__Reading passage__:
Whether or not one supports specific Israeli policies, all people must recognize that antisemitism is not caused by Israel’s behavior, but has deep spiritual and historical roots. The notion of corporate Jewish culpability has been a tool of anti-Semites for millennia, inspiring mass atrocities and ethnic cleansing, including the Crusades, the Inquisition, countless pogroms, terror attacks, and the Holocaust. We note with anguish that the global Jewish population still has not recovered from the horrors of the Holocaust, the Farhud, and other campaigns of mass violence against Jewish people in the 1940s and 1950s. 

 

As representatives of Jewish congregations that honor Yeshua (Jesus) as Israel’s promised Messiah, we also call upon the global Christian community to continue its progress in renouncing antisemitism in all forms, including in its interpretation and teaching of Scripture. We believe that healthy Jewish-Christian dialogue can be a powerful force against antisemitism. We commend Christian groups that have shown humanitarian concern for the Palestinians living in Gaza and the West Bank, and we encourage them to express and act upon such concerns in ways that also respect Jewish Israelis as well as Jews around the world.

__Supplied entries__:
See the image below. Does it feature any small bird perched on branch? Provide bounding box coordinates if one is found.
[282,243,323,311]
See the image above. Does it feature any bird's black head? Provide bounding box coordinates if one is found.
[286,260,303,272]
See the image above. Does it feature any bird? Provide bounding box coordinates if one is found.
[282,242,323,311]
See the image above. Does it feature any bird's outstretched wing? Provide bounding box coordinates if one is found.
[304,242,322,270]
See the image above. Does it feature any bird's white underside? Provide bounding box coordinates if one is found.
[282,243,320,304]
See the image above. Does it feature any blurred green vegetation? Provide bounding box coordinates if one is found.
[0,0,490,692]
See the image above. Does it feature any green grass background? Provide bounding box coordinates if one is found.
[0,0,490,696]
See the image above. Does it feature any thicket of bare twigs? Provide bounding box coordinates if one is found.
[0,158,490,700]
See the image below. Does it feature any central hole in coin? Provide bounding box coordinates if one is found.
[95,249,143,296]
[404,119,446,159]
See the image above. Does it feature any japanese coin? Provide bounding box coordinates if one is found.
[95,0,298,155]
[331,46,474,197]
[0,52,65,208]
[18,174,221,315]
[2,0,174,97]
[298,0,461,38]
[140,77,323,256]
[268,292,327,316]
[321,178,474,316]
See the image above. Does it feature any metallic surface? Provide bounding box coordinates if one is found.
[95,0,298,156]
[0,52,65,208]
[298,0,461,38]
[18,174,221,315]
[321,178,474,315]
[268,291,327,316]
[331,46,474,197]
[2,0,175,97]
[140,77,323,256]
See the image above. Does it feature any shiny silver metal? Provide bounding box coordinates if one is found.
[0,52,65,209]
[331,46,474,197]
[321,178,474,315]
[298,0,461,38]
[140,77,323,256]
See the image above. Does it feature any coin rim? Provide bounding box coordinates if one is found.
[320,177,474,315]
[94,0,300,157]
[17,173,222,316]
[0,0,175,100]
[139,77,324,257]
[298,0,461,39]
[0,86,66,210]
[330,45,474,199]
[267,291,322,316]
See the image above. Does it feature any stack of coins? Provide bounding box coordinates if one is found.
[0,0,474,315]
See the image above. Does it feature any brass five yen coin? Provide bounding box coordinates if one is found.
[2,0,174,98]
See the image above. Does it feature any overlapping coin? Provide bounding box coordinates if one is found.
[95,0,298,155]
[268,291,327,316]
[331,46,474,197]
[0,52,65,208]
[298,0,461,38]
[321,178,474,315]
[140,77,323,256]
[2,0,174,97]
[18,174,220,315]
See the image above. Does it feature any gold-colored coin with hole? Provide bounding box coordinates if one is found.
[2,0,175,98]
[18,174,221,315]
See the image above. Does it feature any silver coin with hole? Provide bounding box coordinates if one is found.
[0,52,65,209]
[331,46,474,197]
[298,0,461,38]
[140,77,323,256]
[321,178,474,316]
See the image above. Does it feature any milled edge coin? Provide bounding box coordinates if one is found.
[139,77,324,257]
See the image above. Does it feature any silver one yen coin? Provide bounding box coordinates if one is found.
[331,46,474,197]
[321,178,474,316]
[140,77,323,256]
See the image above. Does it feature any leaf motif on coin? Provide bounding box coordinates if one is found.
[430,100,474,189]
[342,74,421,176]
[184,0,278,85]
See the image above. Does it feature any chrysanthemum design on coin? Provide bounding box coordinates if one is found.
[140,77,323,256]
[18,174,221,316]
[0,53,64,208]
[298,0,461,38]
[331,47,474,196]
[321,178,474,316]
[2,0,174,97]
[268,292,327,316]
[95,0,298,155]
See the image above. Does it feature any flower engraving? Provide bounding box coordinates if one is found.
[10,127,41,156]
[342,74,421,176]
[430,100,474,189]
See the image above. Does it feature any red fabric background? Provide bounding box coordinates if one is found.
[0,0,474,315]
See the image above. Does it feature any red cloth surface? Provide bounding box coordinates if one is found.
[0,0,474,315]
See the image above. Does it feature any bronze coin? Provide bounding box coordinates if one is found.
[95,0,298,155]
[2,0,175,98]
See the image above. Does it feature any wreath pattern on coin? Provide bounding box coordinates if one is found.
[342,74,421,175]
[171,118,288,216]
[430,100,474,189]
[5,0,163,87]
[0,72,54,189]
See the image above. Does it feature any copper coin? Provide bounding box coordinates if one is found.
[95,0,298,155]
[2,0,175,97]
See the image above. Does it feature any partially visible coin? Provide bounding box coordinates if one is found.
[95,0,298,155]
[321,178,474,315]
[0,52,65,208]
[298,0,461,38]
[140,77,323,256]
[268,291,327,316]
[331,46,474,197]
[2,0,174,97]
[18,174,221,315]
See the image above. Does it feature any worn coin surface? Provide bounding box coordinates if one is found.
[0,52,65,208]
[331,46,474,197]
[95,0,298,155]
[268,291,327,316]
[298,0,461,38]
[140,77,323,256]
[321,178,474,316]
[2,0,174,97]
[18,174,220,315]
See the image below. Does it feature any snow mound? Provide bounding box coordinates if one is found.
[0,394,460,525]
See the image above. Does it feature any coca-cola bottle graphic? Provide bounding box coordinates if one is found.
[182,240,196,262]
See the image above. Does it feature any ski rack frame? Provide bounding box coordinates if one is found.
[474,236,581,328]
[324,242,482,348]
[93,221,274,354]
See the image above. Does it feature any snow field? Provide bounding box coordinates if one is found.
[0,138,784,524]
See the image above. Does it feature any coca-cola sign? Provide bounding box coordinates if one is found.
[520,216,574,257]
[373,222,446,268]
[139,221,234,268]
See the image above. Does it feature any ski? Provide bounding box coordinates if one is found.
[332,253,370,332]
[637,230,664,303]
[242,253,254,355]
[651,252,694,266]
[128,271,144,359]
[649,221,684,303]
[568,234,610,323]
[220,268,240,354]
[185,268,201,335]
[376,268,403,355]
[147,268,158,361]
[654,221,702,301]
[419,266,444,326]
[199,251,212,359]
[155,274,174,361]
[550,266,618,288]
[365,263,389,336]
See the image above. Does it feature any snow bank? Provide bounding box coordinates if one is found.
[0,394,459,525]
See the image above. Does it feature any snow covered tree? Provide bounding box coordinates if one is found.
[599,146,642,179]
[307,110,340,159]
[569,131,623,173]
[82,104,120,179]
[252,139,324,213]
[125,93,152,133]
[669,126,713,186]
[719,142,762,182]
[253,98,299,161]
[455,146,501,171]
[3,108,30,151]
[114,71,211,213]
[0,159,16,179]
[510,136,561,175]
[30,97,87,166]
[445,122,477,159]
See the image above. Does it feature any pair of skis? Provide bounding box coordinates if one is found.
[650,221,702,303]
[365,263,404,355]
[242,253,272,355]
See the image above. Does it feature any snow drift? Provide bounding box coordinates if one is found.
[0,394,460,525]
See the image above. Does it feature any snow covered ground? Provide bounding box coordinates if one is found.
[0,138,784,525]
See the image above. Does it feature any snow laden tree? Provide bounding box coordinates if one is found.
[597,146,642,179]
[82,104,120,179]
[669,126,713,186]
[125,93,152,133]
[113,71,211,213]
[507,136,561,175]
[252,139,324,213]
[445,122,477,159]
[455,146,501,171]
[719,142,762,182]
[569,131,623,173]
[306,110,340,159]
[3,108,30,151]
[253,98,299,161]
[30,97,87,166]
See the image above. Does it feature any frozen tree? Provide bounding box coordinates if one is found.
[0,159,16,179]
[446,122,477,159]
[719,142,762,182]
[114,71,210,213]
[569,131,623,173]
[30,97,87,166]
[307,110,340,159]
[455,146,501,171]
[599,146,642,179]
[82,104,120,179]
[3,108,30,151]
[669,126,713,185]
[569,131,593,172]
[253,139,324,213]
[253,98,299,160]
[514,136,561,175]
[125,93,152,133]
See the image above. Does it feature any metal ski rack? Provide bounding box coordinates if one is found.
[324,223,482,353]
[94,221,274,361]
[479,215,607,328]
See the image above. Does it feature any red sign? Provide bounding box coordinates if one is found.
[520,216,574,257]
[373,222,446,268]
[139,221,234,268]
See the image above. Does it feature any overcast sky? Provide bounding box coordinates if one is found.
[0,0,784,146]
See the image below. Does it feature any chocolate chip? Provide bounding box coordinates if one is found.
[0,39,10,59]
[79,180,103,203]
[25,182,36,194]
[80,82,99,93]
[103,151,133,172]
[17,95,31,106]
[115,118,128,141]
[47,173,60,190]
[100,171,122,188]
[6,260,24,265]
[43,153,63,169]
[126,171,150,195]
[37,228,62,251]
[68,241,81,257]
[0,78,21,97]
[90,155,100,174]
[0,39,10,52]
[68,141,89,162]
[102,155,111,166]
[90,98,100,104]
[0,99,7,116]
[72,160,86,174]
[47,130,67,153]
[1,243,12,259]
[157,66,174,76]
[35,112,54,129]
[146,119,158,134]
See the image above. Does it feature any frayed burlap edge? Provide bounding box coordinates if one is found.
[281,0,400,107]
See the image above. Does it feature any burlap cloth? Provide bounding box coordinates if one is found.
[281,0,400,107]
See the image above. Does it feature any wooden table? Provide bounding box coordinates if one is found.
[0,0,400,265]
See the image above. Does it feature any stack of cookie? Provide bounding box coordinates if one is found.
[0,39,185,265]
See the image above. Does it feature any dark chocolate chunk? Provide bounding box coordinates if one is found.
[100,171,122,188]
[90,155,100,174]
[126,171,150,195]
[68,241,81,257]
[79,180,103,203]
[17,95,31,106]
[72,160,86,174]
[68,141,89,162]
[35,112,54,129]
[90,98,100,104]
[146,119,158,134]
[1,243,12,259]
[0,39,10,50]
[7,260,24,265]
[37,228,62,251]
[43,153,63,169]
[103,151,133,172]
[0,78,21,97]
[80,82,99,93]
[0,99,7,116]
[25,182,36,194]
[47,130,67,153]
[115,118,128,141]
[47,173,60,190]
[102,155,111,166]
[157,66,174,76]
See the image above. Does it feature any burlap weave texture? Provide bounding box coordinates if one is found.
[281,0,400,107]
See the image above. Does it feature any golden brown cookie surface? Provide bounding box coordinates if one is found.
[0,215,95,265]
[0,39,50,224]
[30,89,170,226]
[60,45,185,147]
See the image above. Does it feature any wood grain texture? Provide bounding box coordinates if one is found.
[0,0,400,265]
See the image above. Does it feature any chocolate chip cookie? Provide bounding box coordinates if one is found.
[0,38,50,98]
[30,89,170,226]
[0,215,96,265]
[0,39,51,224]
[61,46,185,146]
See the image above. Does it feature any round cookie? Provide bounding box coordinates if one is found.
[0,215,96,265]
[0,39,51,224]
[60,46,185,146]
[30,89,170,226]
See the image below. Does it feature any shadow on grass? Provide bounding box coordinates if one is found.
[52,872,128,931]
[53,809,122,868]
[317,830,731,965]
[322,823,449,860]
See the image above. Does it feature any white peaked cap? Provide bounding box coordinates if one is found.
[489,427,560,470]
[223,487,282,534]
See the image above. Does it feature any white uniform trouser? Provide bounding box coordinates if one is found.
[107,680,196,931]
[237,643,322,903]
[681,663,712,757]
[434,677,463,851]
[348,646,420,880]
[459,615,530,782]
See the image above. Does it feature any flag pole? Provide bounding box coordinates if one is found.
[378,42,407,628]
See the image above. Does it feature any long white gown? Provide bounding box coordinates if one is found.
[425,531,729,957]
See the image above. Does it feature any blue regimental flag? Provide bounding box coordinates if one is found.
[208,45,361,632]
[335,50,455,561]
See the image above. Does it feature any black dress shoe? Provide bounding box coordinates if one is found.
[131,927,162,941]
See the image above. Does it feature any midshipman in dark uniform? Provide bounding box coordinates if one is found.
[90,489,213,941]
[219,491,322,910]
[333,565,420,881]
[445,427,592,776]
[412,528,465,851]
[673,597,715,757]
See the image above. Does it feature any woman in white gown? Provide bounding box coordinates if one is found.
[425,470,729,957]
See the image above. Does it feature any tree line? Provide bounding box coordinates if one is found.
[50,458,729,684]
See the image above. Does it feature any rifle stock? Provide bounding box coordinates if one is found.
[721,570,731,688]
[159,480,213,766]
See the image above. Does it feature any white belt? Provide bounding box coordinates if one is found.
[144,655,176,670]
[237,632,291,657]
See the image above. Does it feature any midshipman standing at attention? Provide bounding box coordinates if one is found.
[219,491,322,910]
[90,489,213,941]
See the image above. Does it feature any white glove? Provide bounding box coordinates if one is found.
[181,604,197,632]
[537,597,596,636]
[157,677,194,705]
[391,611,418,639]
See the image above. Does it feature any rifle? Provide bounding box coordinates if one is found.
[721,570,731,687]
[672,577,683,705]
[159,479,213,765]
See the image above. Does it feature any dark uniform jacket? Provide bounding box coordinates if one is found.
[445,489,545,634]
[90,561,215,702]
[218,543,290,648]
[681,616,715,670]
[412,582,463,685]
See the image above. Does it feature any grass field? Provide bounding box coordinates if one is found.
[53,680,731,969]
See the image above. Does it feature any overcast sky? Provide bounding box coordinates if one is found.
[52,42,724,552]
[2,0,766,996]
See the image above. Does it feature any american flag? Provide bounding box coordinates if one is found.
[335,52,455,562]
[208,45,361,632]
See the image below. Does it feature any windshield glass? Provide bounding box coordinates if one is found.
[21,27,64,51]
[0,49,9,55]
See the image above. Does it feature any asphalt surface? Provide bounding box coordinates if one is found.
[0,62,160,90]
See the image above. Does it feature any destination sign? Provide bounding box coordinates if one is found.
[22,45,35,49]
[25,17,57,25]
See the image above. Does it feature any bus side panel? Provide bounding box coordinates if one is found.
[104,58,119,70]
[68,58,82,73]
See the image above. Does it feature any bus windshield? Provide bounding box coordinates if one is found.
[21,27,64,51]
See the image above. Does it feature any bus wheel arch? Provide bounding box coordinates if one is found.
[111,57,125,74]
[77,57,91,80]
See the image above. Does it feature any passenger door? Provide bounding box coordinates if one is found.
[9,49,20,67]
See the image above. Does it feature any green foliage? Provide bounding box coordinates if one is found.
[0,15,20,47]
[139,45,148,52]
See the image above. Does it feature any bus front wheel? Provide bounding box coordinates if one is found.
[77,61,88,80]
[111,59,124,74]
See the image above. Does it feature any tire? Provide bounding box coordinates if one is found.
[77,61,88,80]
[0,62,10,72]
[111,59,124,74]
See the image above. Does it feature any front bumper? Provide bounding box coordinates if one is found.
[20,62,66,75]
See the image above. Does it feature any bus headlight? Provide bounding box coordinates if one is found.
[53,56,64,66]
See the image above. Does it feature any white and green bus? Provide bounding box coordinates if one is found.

__Tasks and exercises__:
**a.** In the statement on antisemitism, what do the answers to these questions say?
(i) What has the global Jewish population still not recovered from?
(ii) Whom do the writers call upon to keep renouncing antisemitism in all forms?
(iii) What do the writers believe can be a powerful force against antisemitism?
**b.** How would you sum up the statement on antisemitism in two sentences?
**c.** Could you carry on the statement on antisemitism from its final sentence?

__Task-by-task results__:
**a.**
(i) The horrors of the Holocaust, the Farhud, and other campaigns of mass violence against Jewish people in the 1940s and 1950s.
(ii) The global Christian community.
(iii) Healthy Jewish-Christian dialogue.

**b.** Antisemitism is not caused by Israel's behavior but has deep spiritual and historical roots, and the notion of corporate Jewish culpability has inspired atrocities from the Crusades to the Holocaust. Writing for Jewish congregations that honor Yeshua as Messiah, the writers call on Christians to keep renouncing antisemitism, including in how they teach Scripture, and urge groups concerned for Palestinians to act in ways that also respect Jews.

**c.**
 

As Messianic Jews, we view the deep challenges of Israeli-Arab relations in the Middle East with hope. Our own Scriptures portray the complex relationship between Isaac and Ishmael, estranged half-brothers who reunited in their later years. Their story provides hope that peace is still possible, and animates our belief that we will stand together in unity with our Arab cousins at the time of Messiah’s return.